# [Short problem]
Would you restate, exactly as they appear, the lines from the one containing "Where can the tall" through the end of the data below?

* START *

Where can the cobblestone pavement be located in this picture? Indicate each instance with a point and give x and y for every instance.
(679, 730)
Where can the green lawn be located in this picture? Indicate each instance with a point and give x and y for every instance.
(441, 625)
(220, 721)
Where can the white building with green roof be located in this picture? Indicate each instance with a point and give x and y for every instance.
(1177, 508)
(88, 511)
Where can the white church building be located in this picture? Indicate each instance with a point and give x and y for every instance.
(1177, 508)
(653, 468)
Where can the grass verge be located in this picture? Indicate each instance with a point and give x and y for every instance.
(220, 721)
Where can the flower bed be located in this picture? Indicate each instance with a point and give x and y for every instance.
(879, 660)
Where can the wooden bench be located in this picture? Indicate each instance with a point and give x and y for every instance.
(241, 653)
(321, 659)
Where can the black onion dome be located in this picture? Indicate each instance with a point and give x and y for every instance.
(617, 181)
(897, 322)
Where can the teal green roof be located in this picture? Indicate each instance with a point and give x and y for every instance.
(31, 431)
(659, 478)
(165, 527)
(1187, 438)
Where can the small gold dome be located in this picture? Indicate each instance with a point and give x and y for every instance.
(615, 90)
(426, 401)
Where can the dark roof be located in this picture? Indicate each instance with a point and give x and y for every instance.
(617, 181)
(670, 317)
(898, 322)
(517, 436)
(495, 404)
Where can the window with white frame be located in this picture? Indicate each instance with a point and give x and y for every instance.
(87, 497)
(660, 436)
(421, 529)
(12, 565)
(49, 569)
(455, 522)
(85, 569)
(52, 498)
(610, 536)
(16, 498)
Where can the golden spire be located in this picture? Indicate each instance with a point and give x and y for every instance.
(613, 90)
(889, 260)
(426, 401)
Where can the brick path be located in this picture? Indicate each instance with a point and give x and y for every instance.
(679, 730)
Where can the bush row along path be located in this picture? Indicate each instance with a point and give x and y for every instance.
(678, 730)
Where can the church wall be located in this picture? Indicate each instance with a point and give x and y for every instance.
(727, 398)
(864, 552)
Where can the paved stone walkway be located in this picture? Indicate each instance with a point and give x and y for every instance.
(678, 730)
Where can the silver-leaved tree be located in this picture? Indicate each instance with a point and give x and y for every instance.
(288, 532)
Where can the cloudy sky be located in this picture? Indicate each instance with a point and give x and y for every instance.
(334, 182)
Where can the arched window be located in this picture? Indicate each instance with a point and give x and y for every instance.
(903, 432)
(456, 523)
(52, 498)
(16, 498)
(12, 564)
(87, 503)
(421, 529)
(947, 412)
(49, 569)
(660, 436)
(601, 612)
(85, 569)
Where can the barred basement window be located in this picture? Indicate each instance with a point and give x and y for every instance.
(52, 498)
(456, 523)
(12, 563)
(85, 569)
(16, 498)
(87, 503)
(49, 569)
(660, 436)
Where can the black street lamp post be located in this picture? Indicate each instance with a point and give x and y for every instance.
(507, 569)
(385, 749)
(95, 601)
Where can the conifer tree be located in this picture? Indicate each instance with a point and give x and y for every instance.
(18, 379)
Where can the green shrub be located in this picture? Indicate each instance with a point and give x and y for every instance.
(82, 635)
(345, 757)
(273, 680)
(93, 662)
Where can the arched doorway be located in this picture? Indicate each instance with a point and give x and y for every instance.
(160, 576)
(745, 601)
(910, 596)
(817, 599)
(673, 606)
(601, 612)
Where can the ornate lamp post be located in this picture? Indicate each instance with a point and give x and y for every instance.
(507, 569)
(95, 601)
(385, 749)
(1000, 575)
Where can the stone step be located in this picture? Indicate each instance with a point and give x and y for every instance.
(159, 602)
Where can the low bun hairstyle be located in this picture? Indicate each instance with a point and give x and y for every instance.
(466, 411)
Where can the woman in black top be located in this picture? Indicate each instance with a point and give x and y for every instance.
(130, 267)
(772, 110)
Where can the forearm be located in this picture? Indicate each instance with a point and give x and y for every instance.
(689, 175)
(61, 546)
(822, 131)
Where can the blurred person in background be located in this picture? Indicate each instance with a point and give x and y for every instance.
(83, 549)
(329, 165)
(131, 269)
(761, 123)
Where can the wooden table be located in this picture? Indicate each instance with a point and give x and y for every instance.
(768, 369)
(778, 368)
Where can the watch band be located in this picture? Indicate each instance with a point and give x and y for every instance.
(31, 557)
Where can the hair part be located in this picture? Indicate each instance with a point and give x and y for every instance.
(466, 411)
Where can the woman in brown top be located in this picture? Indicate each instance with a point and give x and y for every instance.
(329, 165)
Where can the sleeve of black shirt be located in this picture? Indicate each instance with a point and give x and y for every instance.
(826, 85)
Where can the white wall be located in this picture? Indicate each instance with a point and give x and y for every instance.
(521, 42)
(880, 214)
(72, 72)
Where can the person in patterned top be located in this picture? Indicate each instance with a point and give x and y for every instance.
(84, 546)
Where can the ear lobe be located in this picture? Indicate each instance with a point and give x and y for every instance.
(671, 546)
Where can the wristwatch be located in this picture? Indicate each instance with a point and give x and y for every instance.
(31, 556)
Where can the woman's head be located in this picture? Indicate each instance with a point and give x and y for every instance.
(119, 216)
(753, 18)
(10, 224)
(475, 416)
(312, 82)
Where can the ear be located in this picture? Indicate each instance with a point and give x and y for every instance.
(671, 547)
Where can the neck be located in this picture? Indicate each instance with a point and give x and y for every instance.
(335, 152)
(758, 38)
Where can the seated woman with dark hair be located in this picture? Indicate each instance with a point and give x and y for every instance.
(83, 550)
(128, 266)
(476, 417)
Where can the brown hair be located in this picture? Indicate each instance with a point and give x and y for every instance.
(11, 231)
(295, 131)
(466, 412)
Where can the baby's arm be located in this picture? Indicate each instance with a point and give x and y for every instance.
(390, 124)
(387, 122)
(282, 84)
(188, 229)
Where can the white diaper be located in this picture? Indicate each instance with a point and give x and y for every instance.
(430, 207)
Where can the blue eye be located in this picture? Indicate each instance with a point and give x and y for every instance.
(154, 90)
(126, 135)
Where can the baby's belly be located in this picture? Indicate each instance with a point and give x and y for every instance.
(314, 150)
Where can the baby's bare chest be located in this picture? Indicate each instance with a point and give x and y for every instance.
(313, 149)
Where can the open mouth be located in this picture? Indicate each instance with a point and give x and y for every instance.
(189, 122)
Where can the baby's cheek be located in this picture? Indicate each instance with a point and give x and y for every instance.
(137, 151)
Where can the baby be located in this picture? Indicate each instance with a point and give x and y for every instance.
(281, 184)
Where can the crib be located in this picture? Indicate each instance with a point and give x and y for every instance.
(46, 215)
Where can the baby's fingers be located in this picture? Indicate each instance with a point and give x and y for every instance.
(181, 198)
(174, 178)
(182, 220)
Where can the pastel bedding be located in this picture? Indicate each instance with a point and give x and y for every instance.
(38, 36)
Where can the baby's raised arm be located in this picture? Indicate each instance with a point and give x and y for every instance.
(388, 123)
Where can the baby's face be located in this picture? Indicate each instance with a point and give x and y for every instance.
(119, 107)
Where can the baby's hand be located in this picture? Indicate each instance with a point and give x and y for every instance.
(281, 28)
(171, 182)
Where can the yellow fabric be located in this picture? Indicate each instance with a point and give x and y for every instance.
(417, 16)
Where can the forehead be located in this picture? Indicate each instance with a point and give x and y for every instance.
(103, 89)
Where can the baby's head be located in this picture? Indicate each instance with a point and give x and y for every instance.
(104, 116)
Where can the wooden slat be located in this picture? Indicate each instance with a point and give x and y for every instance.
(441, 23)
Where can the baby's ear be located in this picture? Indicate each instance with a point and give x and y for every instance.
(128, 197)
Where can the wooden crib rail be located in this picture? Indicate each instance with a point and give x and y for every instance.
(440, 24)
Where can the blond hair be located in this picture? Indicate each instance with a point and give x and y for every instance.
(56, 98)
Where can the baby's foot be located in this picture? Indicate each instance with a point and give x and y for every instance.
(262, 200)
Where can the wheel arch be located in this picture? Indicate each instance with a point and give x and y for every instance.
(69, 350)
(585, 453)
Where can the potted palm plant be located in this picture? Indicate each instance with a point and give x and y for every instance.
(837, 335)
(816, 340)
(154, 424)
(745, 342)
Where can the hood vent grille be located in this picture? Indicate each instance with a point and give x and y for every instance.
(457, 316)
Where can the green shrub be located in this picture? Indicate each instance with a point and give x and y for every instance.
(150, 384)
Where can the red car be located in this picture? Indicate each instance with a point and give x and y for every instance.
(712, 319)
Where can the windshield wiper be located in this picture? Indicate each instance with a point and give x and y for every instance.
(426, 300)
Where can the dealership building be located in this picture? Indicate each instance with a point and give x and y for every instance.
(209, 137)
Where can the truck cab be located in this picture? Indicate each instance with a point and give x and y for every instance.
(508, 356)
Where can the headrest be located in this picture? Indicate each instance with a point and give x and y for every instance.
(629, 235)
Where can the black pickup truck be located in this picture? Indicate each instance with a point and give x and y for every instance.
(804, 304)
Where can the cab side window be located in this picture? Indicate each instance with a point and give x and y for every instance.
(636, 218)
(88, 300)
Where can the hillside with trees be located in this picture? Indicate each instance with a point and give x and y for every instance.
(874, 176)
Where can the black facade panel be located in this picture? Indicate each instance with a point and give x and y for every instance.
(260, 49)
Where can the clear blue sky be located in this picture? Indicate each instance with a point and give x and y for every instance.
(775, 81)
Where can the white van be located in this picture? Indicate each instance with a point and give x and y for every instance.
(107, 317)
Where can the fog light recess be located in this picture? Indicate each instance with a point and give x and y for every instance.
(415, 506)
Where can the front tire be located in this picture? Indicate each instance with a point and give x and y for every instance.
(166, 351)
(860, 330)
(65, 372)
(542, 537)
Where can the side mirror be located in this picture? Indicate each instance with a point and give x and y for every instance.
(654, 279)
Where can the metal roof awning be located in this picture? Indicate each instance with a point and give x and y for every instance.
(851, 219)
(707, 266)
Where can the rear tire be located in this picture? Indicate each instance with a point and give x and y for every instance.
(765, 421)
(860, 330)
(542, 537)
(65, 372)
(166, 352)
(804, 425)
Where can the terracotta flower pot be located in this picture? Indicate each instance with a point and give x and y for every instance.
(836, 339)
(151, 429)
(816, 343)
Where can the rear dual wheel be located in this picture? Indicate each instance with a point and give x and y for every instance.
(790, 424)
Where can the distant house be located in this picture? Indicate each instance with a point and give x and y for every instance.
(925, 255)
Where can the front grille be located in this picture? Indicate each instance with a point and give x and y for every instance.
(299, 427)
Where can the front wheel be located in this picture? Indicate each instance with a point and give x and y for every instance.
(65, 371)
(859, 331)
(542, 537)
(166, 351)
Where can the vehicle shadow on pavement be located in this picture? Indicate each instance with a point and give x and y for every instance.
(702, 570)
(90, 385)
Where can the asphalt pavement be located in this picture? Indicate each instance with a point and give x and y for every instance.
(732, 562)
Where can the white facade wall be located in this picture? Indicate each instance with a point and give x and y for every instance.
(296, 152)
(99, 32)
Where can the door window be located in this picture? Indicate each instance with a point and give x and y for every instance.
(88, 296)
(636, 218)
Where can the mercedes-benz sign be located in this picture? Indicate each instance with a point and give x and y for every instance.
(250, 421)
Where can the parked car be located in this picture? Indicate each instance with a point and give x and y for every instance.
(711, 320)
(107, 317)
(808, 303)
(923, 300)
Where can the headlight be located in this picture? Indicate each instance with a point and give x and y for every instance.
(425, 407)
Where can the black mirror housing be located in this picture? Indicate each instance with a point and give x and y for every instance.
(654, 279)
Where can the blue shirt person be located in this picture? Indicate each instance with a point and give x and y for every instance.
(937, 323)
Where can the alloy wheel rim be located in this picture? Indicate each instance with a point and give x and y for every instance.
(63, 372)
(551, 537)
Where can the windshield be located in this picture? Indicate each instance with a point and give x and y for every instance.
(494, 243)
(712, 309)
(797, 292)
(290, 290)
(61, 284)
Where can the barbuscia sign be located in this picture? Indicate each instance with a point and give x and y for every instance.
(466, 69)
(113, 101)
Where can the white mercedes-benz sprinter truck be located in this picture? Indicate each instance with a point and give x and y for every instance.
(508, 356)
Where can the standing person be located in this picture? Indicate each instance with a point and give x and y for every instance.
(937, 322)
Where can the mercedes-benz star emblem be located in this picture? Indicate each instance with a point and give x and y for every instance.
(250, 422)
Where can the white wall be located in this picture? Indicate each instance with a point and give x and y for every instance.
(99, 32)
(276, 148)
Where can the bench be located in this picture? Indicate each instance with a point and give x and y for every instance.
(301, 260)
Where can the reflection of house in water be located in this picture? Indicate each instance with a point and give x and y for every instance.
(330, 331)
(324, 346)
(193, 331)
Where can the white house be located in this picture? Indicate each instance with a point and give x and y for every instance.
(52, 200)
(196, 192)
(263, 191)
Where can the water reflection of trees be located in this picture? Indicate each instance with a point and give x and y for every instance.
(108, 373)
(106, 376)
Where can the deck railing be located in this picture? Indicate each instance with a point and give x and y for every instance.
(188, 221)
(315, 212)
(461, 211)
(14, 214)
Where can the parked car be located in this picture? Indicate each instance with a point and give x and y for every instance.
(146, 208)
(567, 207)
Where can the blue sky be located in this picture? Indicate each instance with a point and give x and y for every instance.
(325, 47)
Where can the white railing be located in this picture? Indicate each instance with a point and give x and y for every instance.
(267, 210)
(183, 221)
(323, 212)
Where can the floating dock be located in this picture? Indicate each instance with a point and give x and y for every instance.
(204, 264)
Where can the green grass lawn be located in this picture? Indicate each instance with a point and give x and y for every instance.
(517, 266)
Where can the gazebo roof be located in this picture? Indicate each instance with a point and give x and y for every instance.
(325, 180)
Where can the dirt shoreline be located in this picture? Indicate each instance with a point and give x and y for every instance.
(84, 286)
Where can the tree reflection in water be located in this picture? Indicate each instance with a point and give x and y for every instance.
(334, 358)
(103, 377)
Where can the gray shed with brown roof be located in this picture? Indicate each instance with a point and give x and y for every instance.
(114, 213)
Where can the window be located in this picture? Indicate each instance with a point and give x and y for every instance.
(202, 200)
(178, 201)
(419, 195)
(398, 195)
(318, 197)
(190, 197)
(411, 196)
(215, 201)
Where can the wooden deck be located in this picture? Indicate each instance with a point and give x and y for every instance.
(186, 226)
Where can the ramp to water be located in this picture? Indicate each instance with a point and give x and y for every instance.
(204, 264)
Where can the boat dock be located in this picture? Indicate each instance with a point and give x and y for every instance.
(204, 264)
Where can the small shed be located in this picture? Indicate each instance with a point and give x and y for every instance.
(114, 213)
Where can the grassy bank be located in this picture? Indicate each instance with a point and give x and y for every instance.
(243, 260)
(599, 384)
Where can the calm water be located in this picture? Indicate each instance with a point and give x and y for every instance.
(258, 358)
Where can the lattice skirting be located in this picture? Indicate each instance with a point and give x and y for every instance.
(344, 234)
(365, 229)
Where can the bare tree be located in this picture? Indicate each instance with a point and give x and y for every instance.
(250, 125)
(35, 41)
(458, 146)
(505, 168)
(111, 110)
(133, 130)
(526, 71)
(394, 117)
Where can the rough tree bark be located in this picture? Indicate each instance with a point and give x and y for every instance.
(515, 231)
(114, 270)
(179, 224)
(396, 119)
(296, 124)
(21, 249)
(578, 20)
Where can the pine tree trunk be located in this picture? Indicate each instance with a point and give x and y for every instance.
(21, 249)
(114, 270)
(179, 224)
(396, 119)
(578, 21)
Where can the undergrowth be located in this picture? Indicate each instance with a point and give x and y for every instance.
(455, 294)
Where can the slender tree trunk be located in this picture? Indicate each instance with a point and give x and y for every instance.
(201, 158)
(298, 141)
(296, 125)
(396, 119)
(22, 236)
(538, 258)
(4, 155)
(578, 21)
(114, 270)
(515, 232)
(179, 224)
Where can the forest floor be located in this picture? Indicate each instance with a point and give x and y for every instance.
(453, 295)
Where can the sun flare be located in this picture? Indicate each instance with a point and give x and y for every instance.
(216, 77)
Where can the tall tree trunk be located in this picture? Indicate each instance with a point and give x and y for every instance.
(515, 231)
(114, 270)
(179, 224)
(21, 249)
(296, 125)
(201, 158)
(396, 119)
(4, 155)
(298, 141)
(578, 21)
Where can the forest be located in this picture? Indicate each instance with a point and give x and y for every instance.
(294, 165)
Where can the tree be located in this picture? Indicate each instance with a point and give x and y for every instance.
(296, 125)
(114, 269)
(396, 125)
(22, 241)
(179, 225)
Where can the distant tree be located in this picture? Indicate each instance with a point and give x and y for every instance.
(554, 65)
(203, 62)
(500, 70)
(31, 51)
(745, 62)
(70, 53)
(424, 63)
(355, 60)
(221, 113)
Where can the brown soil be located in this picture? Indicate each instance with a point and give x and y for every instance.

* END *

# [Solved problem]
Where can the tall tree trunk be located in this picture? Indicate each instance with a point and give x and y for every instance.
(515, 231)
(114, 270)
(179, 224)
(21, 249)
(296, 125)
(201, 158)
(396, 119)
(4, 155)
(298, 141)
(578, 21)
Where can the forest be located in this picture? Indicate each instance with a point and give x and y for every instance.
(294, 165)
Where can the tree be located in this picture? Indicate each instance with a point and give x and y for every instance.
(296, 125)
(114, 269)
(396, 125)
(22, 241)
(179, 225)
Where can the distant tree be located in this picture? Indicate each instance with a point and give x and y for every instance.
(554, 65)
(203, 62)
(500, 70)
(31, 51)
(745, 62)
(70, 53)
(424, 63)
(355, 60)
(221, 113)
Where can the brown soil be located in this picture? Indicate each instance with a point and give x and y for every instance.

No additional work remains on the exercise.